═════ Fragmento de texto
Es noviembre y un grupo de intelectuales y artistas, invitados por el Proyecto Sur y el Festival de Poesía de La Habana, hacen un viaje a Las Terrazas, reserva a medio camino entre la urbe y los pueblos pinareños, comunidad que los huracanes salvan y respetan porque, hasta para ellos, es obvio que allí se ofrecen cosas que la gente necesita para seguir viviendo y que sería injusto privarlos de la posibilidad o del espejismo que contienen los paraísos.
Uno llega hasta esos lugares y cree que tiene cosas que decir o que ofrecer y se queda mudo, y saca escudillas rotas, cabos de agujetas, cascabeles, jubones, camisas usadas, y espera que los naturales cambien las baratijas por oro. Y uno cree haberlos engañado o se asombra ante tanta generosidad o de su ingenua manera de estar en el mundo. El trueque tiene lugar entre cantos y alborozos. Pero ellos, los naturales, saben que se están apropiando de las palabras y que con ellas se va el alma y el aliento. Los naturales reconocen que se están quedando con lo mejor.
Como a los muertos, ellos lo hacen pasar a uno por el olor y el viento de las guayabas cimarronas, por el verde, por los palos del monte, por el vistoso curujey, por las madres de agua, y al final, te devuelven la vida, sólo que purificada y bella, como debe ser la de los ángeles y la de los bichos salvajes. Inocente y atenta, no recordando, no esperando, no deseando, sólo viviendo. Aquí y ahora. Presente sin alfa ni omega. La vida plena.
El poeta repentista improvisa versos amables en la escuela, el de la guayabera de hilo lee y evoca al que se perdió entre la bruma y la furia, yo juego, el matrimonio presenta un libro azul, enorme y único, una antología de décimas. Yo envidio a los poetas que las escriben. No he aprendido a ser libre y disciplinado a un tiempo, sin embargo, si usted atiende la forma última de mis versos descubrirá más de una vez al octosílabo. Solapado. Quizás un día me atreva, todo será cuestión de romper el molde.
══════════
═════ Datos sin procesar
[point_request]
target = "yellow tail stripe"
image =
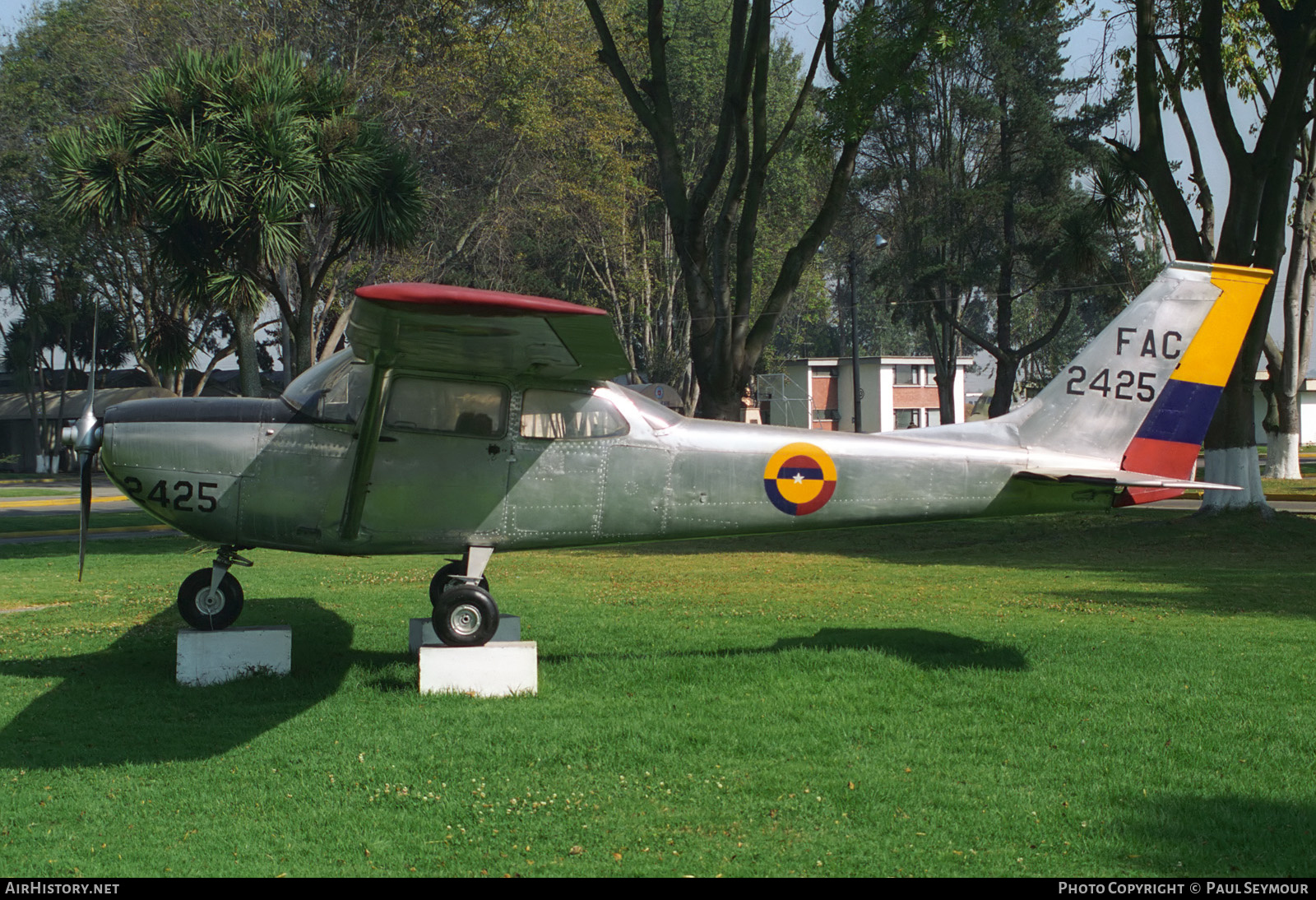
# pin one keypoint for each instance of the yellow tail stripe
(1211, 355)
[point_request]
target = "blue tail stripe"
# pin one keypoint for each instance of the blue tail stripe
(1182, 412)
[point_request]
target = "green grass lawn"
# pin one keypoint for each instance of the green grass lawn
(1061, 695)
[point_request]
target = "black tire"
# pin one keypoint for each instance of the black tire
(465, 616)
(444, 575)
(208, 614)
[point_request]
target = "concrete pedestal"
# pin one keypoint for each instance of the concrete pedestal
(219, 656)
(423, 632)
(495, 670)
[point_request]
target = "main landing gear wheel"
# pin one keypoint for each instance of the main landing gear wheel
(207, 610)
(445, 575)
(465, 616)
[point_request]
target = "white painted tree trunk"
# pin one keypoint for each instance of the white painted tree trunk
(1234, 466)
(1282, 454)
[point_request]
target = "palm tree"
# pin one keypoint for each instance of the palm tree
(254, 179)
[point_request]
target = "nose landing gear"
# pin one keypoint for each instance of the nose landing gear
(465, 614)
(211, 599)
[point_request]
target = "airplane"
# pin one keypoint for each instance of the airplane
(466, 421)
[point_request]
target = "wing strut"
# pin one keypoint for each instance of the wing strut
(368, 441)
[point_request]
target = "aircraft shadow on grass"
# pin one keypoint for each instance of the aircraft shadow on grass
(1272, 555)
(124, 706)
(915, 645)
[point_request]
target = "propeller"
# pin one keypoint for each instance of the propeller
(85, 436)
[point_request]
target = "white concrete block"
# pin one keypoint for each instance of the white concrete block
(495, 670)
(421, 632)
(219, 656)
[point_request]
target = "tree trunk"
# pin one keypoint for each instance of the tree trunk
(249, 364)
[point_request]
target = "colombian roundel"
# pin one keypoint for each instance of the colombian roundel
(799, 479)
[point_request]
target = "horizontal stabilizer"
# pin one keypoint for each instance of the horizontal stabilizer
(1123, 479)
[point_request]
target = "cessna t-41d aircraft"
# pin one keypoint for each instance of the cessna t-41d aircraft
(467, 421)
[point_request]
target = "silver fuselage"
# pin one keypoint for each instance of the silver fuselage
(260, 474)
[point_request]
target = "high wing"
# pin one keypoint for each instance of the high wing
(440, 328)
(454, 329)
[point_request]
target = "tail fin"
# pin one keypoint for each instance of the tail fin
(1144, 391)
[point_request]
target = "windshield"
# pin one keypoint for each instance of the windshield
(333, 391)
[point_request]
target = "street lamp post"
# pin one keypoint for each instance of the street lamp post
(879, 244)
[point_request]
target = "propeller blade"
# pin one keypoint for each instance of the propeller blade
(87, 445)
(85, 508)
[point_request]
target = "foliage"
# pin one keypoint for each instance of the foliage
(715, 197)
(250, 177)
(975, 174)
(1263, 52)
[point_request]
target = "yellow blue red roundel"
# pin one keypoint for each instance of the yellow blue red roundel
(799, 479)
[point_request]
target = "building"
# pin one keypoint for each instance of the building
(895, 392)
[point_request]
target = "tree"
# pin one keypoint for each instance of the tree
(1265, 52)
(975, 174)
(714, 193)
(252, 178)
(1286, 364)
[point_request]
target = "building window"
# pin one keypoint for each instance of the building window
(907, 417)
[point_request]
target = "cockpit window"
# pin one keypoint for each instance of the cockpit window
(557, 415)
(332, 391)
(470, 408)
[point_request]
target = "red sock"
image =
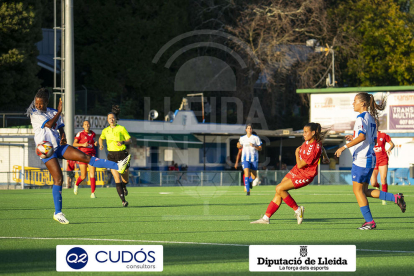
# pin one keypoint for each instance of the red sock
(291, 202)
(78, 181)
(271, 209)
(93, 185)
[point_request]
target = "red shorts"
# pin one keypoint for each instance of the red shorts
(381, 161)
(299, 181)
(91, 153)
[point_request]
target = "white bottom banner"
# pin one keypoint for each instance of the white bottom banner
(302, 258)
(125, 258)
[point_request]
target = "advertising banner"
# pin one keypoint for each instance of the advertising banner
(335, 111)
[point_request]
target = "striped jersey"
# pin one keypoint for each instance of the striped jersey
(249, 153)
(379, 148)
(85, 137)
(363, 153)
(39, 119)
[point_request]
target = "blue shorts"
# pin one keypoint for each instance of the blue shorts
(58, 153)
(361, 175)
(250, 165)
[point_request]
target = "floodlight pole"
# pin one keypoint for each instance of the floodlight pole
(331, 50)
(69, 72)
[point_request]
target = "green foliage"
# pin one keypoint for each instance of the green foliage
(19, 31)
(115, 42)
(378, 44)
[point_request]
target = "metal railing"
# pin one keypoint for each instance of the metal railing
(35, 177)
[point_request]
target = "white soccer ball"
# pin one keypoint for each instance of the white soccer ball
(44, 149)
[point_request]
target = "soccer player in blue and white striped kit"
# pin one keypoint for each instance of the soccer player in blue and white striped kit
(48, 126)
(362, 147)
(251, 145)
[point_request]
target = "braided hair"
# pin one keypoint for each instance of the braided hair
(373, 107)
(115, 111)
(319, 135)
(42, 93)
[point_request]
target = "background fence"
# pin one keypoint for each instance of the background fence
(40, 178)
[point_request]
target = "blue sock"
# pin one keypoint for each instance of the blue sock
(247, 184)
(387, 196)
(103, 163)
(57, 198)
(366, 213)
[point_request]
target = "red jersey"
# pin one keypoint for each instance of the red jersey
(71, 165)
(310, 153)
(84, 137)
(379, 148)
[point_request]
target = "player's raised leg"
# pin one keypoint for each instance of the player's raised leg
(76, 155)
(54, 169)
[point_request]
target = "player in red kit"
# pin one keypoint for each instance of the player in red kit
(307, 158)
(382, 162)
(85, 141)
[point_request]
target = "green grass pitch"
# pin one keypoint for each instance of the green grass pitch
(204, 230)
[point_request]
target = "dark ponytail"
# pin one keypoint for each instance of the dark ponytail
(373, 107)
(115, 111)
(319, 135)
(42, 93)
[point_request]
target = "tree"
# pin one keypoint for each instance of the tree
(19, 31)
(375, 42)
(115, 42)
(277, 31)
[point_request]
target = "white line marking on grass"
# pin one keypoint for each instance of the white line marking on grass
(175, 242)
(119, 240)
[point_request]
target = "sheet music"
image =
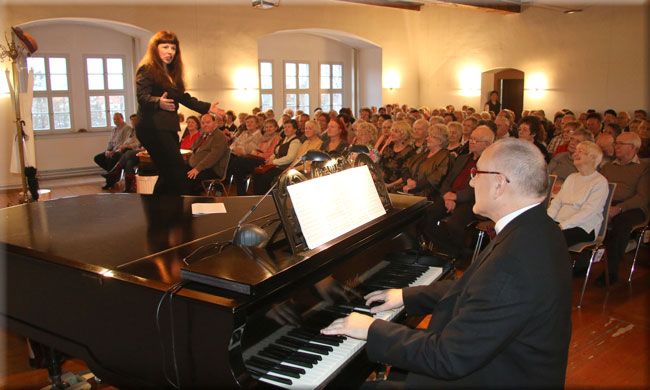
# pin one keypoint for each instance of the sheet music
(332, 205)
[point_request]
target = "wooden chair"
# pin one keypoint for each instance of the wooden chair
(210, 186)
(639, 230)
(596, 244)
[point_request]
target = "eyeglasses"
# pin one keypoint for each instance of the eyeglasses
(473, 172)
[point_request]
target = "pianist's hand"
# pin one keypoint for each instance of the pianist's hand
(392, 299)
(355, 325)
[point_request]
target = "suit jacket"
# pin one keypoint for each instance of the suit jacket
(150, 115)
(211, 154)
(505, 323)
(465, 195)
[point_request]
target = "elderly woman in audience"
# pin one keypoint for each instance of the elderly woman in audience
(192, 132)
(531, 130)
(396, 153)
(455, 147)
(242, 166)
(577, 208)
(384, 138)
(337, 136)
(423, 173)
(420, 133)
(249, 139)
(283, 155)
(366, 136)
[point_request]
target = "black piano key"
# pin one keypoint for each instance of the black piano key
(257, 375)
(288, 359)
(270, 366)
(291, 342)
(295, 353)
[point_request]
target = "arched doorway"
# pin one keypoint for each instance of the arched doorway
(510, 85)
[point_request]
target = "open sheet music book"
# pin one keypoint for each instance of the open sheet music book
(332, 205)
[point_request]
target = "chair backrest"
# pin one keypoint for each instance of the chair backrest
(603, 226)
(222, 175)
(551, 184)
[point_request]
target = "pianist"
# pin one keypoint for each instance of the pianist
(506, 323)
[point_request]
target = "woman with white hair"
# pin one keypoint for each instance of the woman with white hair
(578, 206)
(423, 173)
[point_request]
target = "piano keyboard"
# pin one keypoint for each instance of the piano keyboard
(301, 358)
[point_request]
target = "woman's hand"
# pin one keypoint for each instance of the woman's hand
(167, 104)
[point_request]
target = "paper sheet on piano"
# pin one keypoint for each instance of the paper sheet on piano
(332, 205)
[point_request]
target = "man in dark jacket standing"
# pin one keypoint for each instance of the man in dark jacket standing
(506, 323)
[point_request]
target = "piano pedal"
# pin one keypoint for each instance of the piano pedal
(73, 381)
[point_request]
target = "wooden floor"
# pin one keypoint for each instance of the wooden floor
(610, 344)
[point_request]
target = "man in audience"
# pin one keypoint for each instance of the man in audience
(562, 164)
(623, 120)
(594, 123)
(457, 199)
(120, 133)
(630, 202)
(469, 125)
(606, 144)
(209, 155)
(506, 323)
(503, 127)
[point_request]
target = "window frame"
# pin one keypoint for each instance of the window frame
(49, 94)
(331, 91)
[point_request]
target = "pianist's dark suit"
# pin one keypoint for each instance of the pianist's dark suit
(505, 323)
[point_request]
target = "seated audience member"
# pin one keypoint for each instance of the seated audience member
(337, 136)
(367, 136)
(283, 154)
(240, 167)
(423, 173)
(384, 137)
(631, 198)
(644, 134)
(191, 133)
(119, 134)
(248, 139)
(312, 142)
(230, 123)
(420, 134)
(530, 129)
(562, 164)
(503, 127)
(606, 144)
(396, 153)
(469, 125)
(623, 120)
(594, 123)
(567, 130)
(612, 129)
(456, 199)
(455, 147)
(577, 208)
(506, 323)
(209, 155)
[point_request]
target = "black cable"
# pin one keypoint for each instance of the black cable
(169, 292)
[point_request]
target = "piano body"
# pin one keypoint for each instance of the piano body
(90, 276)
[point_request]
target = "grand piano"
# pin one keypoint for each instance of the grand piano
(98, 277)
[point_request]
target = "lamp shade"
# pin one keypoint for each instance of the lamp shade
(26, 39)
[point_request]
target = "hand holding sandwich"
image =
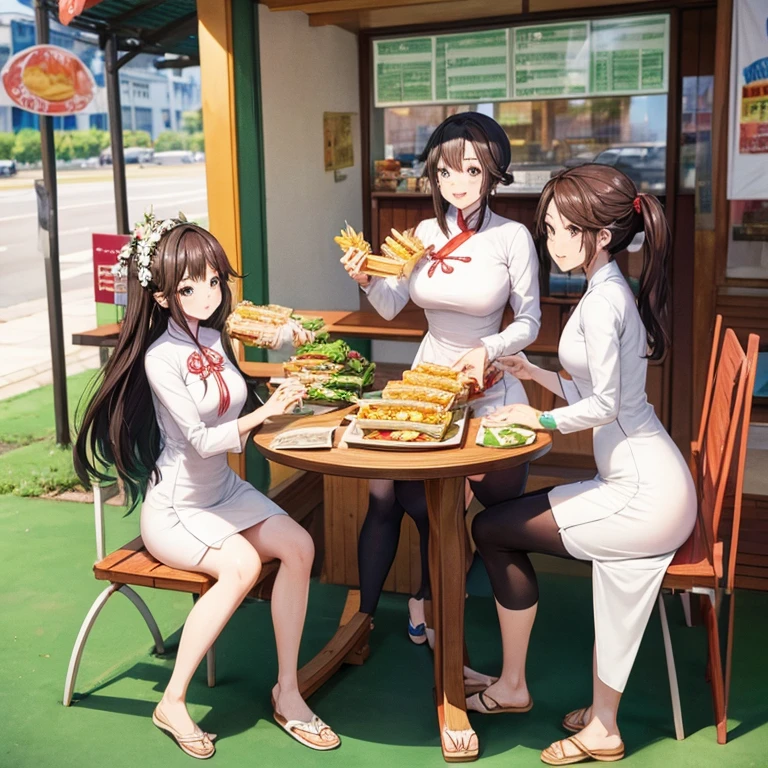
══════════
#### [Trabajo por hacer]
**1.** Enumera los objetos que, según el texto sobre Las Terrazas, uno saca al llegar a esos lugares con la esperanza de cambiarlos por oro.
**2.** Prosigue el texto sobre Las Terrazas a partir de su última oración.

#### [Resultados por tarea]
**1.**
- escudillas rotas
- cabos de agujetas
- cascabeles
- jubones
- camisas usadas

**2.**
Los niños cantan. Me cantan por mi cumpleaños. A mí, casi un anciano frente a ellos, me cantan con la alegría de sus pocos años. Soy feliz y niño.
Cuando todo parece que va a terminar nos colocan frente un lago entre árboles que se doblan y multiplican. Bosque en el aire, maraña en el cristal del agua. Me ocurre lo mismo que hace casi treinta años en Teotihuacan, en la Pirámide del Sol. Les cuento. Españoles, venezolanos y cubanos, reunidos en un hotel de la Ciudad de México, el Monte Real, Revillagigedo # 70, al lado del edificio de la Armada, casi sobre la Alameda, y todos queremos visitar la ciudad que ya era ruinas quinientos años antes de la llegada de Hernán Cortés pero que sigue convocando; tomamos el Metro en la Estación Juárez hasta la de Indios Verdes, de ahí en lo adelante un “camión” ruidoso, al que sólo le faltaban chivos y pollos, nos lleva sin muchas pausas a nuestro destino. Por el camino me alegra ser daltónico, todo el verde me es familiar, hasta que cruza el horizonte un borriquito peludo que carga una paca de heno diez veces mayor que su estatura. Me trae de Cuba a tierra de mexicanos. Llegamos a la ciudadela, nos acosan vendedores de falsas piezas precolombinas, y a trancos, como cabras de monte, subimos hasta lo alto del teocali. Abajo estaban las tumbas, los baños, las habitaciones de los sacerdotes, el Palacio de las Mariposas y el jaguar pintado en la pared a medio camino del Paseo de los muertos, abajo las cabecitas, como puntos, de los turistas japoneses y de los vendedores. Yo sentado sobre el altar, en la cumbre. Doy un paso, miro al valle, el tiempo se detiene. Un rayo de luz verde se posa en mi cabeza. Creo haber estado horas en contemplación silenciosa. De pronto, me doy cuenta que mis amigos me esperan. Pido disculpas y digo que ya podemos bajar. Todos me miran con cara de espanto. Sólo Antonio, el español bueno, se atreve a decirme que no saben qué me pasa ni por qué me disculpo, que sólo me he levantado del altar, dado un paso al frente e inmediatamente me he volteado, que no han pasado ni diez segundos, que podemos estar ahí un rato más. El tiempo suspendido o el tiempo eterno del presente sin fin. Frente a los árboles, frente a las palmas erectas, yo he tenido otra visión del tiempo. Lo he contemplado.
Bromas, recordamos a ciertos personajes y no sé por qué. Ese gallo nunca hubiera cantado aquí, pero lo evocamos. De allí a los condumios.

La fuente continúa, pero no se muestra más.